Goal of the exercise:
Rewrite the data starting at the line that contains "task | place a point on the green" and ending at the line that contains "x=611, y=216", substituting "reference" for each occurrence of "sample" and leaving everything else unchanged.

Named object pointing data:
++++++++
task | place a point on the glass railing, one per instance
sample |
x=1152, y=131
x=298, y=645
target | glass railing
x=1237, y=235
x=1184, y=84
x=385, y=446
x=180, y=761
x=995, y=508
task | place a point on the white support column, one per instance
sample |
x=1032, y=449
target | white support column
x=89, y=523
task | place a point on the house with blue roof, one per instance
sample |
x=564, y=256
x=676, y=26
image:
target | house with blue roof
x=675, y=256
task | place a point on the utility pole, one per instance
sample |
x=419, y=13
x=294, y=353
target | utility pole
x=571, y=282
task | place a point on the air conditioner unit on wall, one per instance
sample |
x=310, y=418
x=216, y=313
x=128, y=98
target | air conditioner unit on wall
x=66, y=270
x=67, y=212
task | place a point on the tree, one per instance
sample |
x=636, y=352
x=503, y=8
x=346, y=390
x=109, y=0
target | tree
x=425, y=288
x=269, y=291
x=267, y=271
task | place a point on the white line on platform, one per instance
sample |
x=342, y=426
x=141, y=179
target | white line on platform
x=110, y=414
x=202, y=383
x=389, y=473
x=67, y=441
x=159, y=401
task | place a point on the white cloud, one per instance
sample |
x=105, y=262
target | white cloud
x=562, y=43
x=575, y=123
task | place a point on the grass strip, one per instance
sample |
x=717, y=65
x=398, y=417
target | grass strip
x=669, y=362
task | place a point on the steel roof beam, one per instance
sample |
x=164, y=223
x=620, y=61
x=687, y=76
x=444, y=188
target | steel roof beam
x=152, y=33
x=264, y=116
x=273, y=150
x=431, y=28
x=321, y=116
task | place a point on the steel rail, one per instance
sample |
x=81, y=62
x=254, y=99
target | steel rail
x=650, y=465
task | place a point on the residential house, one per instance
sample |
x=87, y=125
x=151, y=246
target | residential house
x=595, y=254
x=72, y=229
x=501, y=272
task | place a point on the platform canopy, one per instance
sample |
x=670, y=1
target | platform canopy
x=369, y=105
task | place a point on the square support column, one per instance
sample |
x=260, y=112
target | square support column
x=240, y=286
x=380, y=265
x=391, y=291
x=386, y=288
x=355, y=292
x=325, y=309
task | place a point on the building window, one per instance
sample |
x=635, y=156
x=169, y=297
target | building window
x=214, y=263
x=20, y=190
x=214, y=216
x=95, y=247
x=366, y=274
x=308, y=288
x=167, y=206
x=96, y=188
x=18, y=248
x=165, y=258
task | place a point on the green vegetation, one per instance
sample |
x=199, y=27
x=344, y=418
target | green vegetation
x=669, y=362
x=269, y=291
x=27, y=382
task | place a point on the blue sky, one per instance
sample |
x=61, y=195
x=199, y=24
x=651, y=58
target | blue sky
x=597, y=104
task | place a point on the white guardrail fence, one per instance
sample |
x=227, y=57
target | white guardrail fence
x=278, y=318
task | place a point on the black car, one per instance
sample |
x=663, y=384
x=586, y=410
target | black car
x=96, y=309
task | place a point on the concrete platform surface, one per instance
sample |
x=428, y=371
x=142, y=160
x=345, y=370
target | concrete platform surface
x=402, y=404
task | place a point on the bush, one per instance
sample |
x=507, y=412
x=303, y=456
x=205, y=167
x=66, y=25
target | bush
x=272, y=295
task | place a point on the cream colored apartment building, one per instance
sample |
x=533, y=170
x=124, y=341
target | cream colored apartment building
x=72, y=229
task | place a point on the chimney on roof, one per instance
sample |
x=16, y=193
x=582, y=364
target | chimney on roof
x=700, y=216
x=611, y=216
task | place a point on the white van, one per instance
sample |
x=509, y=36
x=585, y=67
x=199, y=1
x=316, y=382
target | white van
++++++++
Task output:
task | place a point on the green vegetation, one per instance
reference |
x=199, y=27
x=344, y=418
target | green vegetation
x=669, y=362
x=269, y=291
x=27, y=382
task | place a point on the blue sky, one per instance
reference |
x=61, y=195
x=199, y=24
x=651, y=58
target | blue sky
x=597, y=104
task | place a point on the white guardrail fence, one per instance
reference |
x=227, y=57
target | white guardrail fence
x=278, y=318
task | place a point on the black car, one per instance
reference |
x=663, y=384
x=586, y=410
target | black car
x=96, y=309
task | place a point on the concrete platform surface, one per instance
reference |
x=428, y=371
x=142, y=160
x=345, y=370
target | concrete platform surface
x=402, y=404
task | place a point on the bush, one per instance
reference |
x=507, y=412
x=303, y=456
x=205, y=167
x=66, y=25
target | bush
x=272, y=295
task | place a point on the cream colored apartment building, one per instance
reference |
x=533, y=170
x=124, y=341
target | cream colored apartment building
x=72, y=229
task | place a point on the chimney on roof, one per instance
reference |
x=16, y=193
x=582, y=364
target | chimney on roof
x=700, y=216
x=611, y=216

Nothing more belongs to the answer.